** Opening RECORDS TO PROCESS block **
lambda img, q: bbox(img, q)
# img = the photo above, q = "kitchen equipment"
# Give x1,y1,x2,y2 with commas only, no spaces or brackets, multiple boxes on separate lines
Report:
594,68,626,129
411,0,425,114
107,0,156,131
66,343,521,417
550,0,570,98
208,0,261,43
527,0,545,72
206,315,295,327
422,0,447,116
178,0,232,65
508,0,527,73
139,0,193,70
** Closing RECORDS TO PROCESS block **
** Opening RECORDS TO PROCESS block **
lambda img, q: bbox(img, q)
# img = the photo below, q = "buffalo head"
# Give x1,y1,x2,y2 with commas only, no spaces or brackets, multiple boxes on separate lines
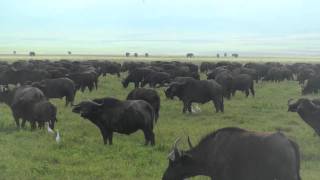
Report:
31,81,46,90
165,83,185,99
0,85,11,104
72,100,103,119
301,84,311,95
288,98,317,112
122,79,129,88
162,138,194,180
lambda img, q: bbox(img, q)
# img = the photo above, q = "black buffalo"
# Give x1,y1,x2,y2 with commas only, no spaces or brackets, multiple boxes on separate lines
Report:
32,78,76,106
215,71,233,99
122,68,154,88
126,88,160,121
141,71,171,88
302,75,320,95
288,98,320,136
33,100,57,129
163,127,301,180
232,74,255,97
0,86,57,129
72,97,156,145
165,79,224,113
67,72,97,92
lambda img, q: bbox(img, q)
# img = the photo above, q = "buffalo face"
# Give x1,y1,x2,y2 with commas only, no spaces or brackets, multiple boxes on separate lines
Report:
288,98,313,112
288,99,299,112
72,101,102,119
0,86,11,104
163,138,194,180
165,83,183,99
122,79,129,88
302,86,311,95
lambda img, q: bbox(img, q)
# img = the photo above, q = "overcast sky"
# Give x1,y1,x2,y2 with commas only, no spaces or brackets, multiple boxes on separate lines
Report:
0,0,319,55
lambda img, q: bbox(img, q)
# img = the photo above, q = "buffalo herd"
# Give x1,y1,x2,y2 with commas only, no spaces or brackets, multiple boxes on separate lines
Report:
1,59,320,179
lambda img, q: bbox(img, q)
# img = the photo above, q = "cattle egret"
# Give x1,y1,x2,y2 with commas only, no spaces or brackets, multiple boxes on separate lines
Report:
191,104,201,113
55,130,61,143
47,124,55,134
** Closing RECORDS TO PROCESS block **
_TASK GOAL_
Whenever the string "buffalo" shows up in a line of the entries, copy that line.

_ANSWER SPACE_
# img = the photo below, q = "buffalo head"
# img = the photo above, q = "black buffalo"
# img = the photo above, q = "buffalo face"
# img = the photo above, q = "buffalo herd"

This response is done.